Recorded data START
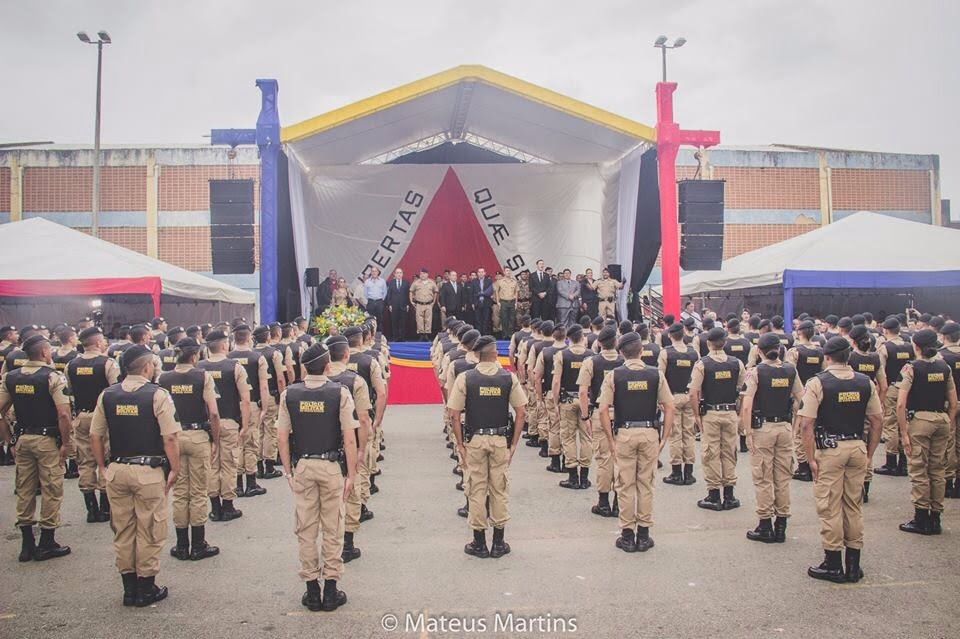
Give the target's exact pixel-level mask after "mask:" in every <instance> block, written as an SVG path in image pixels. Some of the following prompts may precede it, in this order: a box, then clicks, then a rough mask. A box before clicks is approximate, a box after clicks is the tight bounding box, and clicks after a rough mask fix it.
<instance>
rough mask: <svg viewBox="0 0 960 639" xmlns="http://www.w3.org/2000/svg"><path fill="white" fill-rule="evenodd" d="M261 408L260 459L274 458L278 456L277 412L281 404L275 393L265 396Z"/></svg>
mask: <svg viewBox="0 0 960 639" xmlns="http://www.w3.org/2000/svg"><path fill="white" fill-rule="evenodd" d="M262 405H263V406H262V408H261V409H260V450H258V451H257V453H258V457H257V459H258V460H262V459H267V460H274V459H276V458H277V413H278V411H279V408H280V407H279V406H278V405H277V400H276V399H274V397H273V395H267V396H266V397H264V398H263V402H262Z"/></svg>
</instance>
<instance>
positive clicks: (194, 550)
mask: <svg viewBox="0 0 960 639" xmlns="http://www.w3.org/2000/svg"><path fill="white" fill-rule="evenodd" d="M190 537H191V541H192V544H191V547H190V560H191V561H200V560H201V559H206V558H207V557H213V556H214V555H219V554H220V549H219V548H218V547H216V546H211V545H210V544H208V543H207V539H206V537H207V529H206V527H204V526H190Z"/></svg>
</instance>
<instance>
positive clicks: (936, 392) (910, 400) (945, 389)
mask: <svg viewBox="0 0 960 639" xmlns="http://www.w3.org/2000/svg"><path fill="white" fill-rule="evenodd" d="M952 373H953V371H952V370H951V369H950V365H949V364H947V363H946V362H945V361H944V360H942V359H935V360H932V361H928V360H925V359H918V360H915V361H914V362H913V384H912V385H911V386H910V394H909V395H908V396H907V410H932V411H943V410H945V408H944V407H945V406H946V403H947V380H948V379H950V376H951V374H952Z"/></svg>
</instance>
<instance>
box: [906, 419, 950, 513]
mask: <svg viewBox="0 0 960 639" xmlns="http://www.w3.org/2000/svg"><path fill="white" fill-rule="evenodd" d="M949 419H950V418H949V417H948V416H947V414H946V413H931V412H929V411H918V412H917V414H916V415H914V417H913V419H911V420H910V421H908V422H907V434H908V435H909V436H910V456H909V459H908V462H909V463H908V465H907V470H908V472H909V473H910V485H911V488H910V500H911V501H913V505H914V507H916V508H923V509H925V510H932V511H934V512H943V493H944V489H945V488H946V456H947V440H948V439H949V434H950V421H949Z"/></svg>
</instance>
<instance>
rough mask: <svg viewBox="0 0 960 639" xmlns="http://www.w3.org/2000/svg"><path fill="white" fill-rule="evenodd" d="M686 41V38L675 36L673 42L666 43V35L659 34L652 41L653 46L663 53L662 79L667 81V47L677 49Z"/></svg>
mask: <svg viewBox="0 0 960 639" xmlns="http://www.w3.org/2000/svg"><path fill="white" fill-rule="evenodd" d="M686 43H687V39H686V38H677V39H676V40H674V41H673V44H667V36H660V37H659V38H657V39H656V40H654V42H653V46H655V47H656V48H658V49H660V52H661V53H662V54H663V81H664V82H666V81H667V49H679V48H680V47H682V46H683V45H685V44H686Z"/></svg>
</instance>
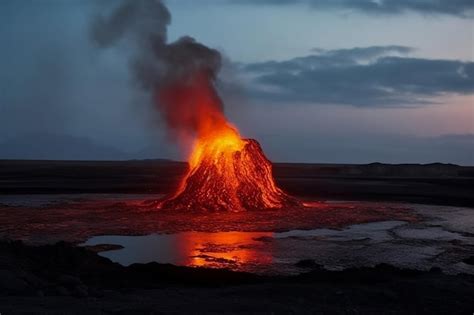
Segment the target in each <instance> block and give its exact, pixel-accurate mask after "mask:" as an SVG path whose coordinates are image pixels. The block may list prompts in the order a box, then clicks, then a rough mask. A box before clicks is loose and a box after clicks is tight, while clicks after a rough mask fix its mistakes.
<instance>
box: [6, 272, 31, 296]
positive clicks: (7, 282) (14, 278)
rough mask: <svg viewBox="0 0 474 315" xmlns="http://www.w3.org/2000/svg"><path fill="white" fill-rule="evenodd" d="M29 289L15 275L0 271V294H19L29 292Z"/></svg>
mask: <svg viewBox="0 0 474 315" xmlns="http://www.w3.org/2000/svg"><path fill="white" fill-rule="evenodd" d="M29 289H30V287H29V286H28V284H27V283H26V281H24V280H23V279H21V278H20V277H18V276H17V275H16V274H15V273H13V272H11V271H8V270H0V292H2V293H6V294H21V293H25V292H27V291H29Z"/></svg>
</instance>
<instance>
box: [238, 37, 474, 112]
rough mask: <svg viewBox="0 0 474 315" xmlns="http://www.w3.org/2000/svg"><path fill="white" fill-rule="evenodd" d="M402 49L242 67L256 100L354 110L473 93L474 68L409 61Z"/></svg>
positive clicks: (360, 53) (283, 61) (314, 55)
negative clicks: (326, 104) (310, 103)
mask: <svg viewBox="0 0 474 315" xmlns="http://www.w3.org/2000/svg"><path fill="white" fill-rule="evenodd" d="M412 50H413V49H411V48H409V47H404V46H372V47H363V48H351V49H338V50H321V49H316V50H315V51H316V53H315V54H312V55H309V56H305V57H298V58H293V59H290V60H285V61H268V62H260V63H252V64H247V65H241V66H240V69H241V71H242V72H243V73H244V74H245V75H246V76H247V77H249V78H250V81H249V83H248V84H247V88H248V89H249V91H250V94H251V95H252V96H255V97H257V98H259V99H264V100H271V101H286V102H288V101H291V102H304V103H320V104H345V105H354V106H361V107H363V106H380V107H383V106H389V107H394V106H395V107H398V106H410V105H420V104H430V103H433V102H434V97H436V96H441V95H446V94H464V95H467V94H472V93H474V63H473V62H463V61H458V60H434V59H421V58H411V57H408V56H405V55H406V54H408V53H409V52H411V51H412Z"/></svg>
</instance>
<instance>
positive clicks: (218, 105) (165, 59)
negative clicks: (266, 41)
mask: <svg viewBox="0 0 474 315" xmlns="http://www.w3.org/2000/svg"><path fill="white" fill-rule="evenodd" d="M170 23H171V14H170V12H169V11H168V9H167V8H166V6H165V5H164V4H163V3H162V1H160V0H123V1H122V2H121V3H120V5H119V6H118V7H116V8H115V9H114V10H113V11H112V12H110V13H109V14H106V15H99V16H97V18H96V19H95V20H94V21H93V24H92V27H91V37H92V39H93V41H94V42H95V43H96V44H97V46H98V47H100V48H108V47H112V46H116V47H126V48H127V49H130V48H131V50H132V56H131V60H130V70H131V73H132V75H133V78H134V80H135V81H136V83H138V86H139V87H140V88H142V89H143V90H145V91H147V92H149V93H150V96H151V98H150V99H151V100H152V102H153V103H154V104H155V106H156V108H157V109H158V110H159V111H160V113H161V116H162V117H163V119H164V120H165V122H166V125H167V127H168V131H170V134H171V135H174V136H176V135H178V136H179V137H180V138H182V137H189V136H191V135H192V134H195V133H197V132H199V128H200V127H199V124H200V121H201V120H202V115H203V111H205V112H209V114H210V115H213V114H216V113H217V114H218V115H217V116H222V115H223V114H222V102H221V101H220V98H219V96H218V95H217V92H216V91H215V88H214V84H215V79H216V75H217V73H218V71H219V69H220V67H221V55H220V53H219V52H218V51H217V50H214V49H211V48H208V47H206V46H205V45H203V44H200V43H198V42H196V40H194V39H193V38H192V37H188V36H185V37H182V38H180V39H178V40H177V41H175V42H172V43H168V42H167V27H168V25H169V24H170ZM123 42H125V43H127V44H128V45H123V46H121V45H119V44H120V43H123ZM203 93H204V95H205V98H204V100H206V102H205V104H203V102H202V100H203V97H202V96H203V95H202V94H203ZM206 97H207V99H206Z"/></svg>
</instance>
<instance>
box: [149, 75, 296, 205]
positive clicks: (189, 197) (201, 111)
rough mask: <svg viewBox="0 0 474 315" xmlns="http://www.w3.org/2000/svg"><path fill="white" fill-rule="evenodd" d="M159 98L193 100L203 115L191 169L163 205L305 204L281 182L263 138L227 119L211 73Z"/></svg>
mask: <svg viewBox="0 0 474 315" xmlns="http://www.w3.org/2000/svg"><path fill="white" fill-rule="evenodd" d="M158 98H159V99H160V101H161V102H164V103H165V104H166V103H168V104H172V103H181V104H182V103H186V102H192V103H193V104H195V105H194V106H193V107H194V109H195V110H196V111H197V112H198V113H199V115H197V119H194V120H195V121H193V124H195V130H196V139H195V141H194V147H193V150H192V153H191V155H190V158H189V161H188V163H189V170H188V172H187V174H186V176H185V177H184V179H183V180H182V181H181V183H180V186H179V188H178V189H177V191H176V192H175V193H174V194H172V195H171V196H169V197H167V198H166V199H164V200H163V201H162V202H160V203H159V205H158V207H159V208H160V209H173V210H201V211H245V210H265V209H289V208H294V207H299V206H301V203H300V202H299V201H298V200H297V199H295V198H293V197H291V196H289V195H287V194H286V193H284V192H283V191H282V190H281V189H280V188H278V187H277V186H276V184H275V181H274V179H273V174H272V164H271V162H270V161H269V160H268V159H267V158H266V157H265V155H264V154H263V151H262V149H261V147H260V145H259V144H258V142H257V141H255V140H253V139H242V138H241V137H240V134H239V132H238V130H237V128H236V127H235V126H233V125H232V124H231V123H229V122H228V121H227V119H226V117H225V116H224V113H223V111H222V108H221V105H220V104H221V103H220V99H219V97H218V96H217V93H216V92H215V90H214V88H213V86H212V83H211V82H210V81H209V80H208V79H207V77H206V76H205V75H197V76H195V77H194V78H193V79H192V80H190V81H189V82H185V83H182V84H180V85H179V86H176V85H173V86H172V87H170V88H168V89H164V90H162V92H161V93H160V94H159V95H158ZM180 114H182V113H180ZM193 116H194V117H193V118H195V117H196V115H193ZM168 119H170V117H168ZM171 119H172V118H171ZM180 119H182V117H181V118H180Z"/></svg>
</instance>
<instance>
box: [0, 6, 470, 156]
mask: <svg viewBox="0 0 474 315" xmlns="http://www.w3.org/2000/svg"><path fill="white" fill-rule="evenodd" d="M116 3H117V1H107V0H70V1H62V0H23V1H15V0H2V1H0V43H1V49H0V69H1V71H0V158H25V159H32V158H33V159H34V158H40V159H142V158H172V159H180V160H183V159H185V158H186V154H185V153H184V152H181V151H180V150H179V148H178V146H177V145H176V143H174V142H173V141H172V140H171V139H169V137H168V136H167V132H166V130H165V128H164V123H163V121H162V120H161V117H160V115H159V113H158V112H156V111H155V110H154V108H153V106H150V104H149V101H148V99H147V96H146V95H144V93H143V91H140V90H139V89H137V87H136V86H134V84H133V82H132V81H133V80H131V78H130V71H129V56H130V49H127V47H126V46H125V45H123V46H121V47H115V48H110V49H105V50H104V49H97V47H95V46H94V43H93V42H92V41H91V39H90V26H91V21H93V19H94V18H95V17H96V16H97V14H101V13H104V12H107V10H110V9H111V7H113V5H115V4H116ZM165 4H166V6H167V7H168V9H169V11H170V13H171V16H172V18H171V24H170V26H169V28H168V41H169V42H173V41H175V40H177V39H179V38H180V37H181V36H192V37H194V38H195V39H196V40H197V41H199V42H201V43H203V44H205V45H207V46H209V47H211V48H215V49H217V50H219V51H220V52H221V54H222V56H223V58H224V63H223V67H222V69H221V72H220V75H219V78H218V83H217V87H218V90H219V93H220V95H221V96H222V98H223V100H224V102H225V111H226V114H227V116H228V118H229V120H231V121H232V122H233V123H234V124H235V125H237V126H238V128H239V130H240V131H241V132H242V134H243V135H244V136H245V137H251V138H255V139H257V140H258V141H259V142H260V143H261V144H262V147H263V149H264V150H265V152H266V154H267V155H268V157H269V158H270V159H271V160H272V161H277V162H314V163H371V162H385V163H433V162H443V163H455V164H461V165H474V98H473V96H474V38H473V36H474V3H473V2H472V1H470V0H469V1H467V0H466V1H464V0H396V1H395V0H378V1H377V0H352V1H351V0H259V1H250V0H202V1H192V0H168V1H166V2H165Z"/></svg>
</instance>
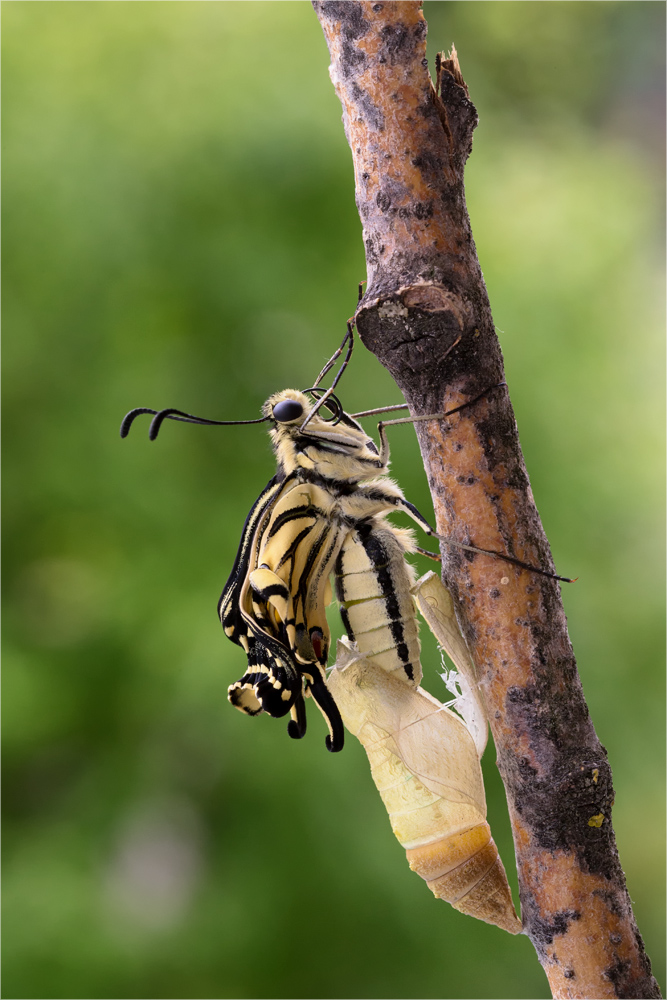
Recorded data END
• The problem: Pick out every line of the rows above that contains the string "positive", and copy each of those lines.

• Answer to this exercise:
positive clicks: (194, 550)
positive clicks: (936, 392) (910, 400) (945, 389)
positive clicks: (7, 282) (14, 278)
positive clicks: (360, 53) (283, 61) (314, 55)
positive clicks: (218, 105) (165, 59)
positive clicks: (189, 197) (201, 111)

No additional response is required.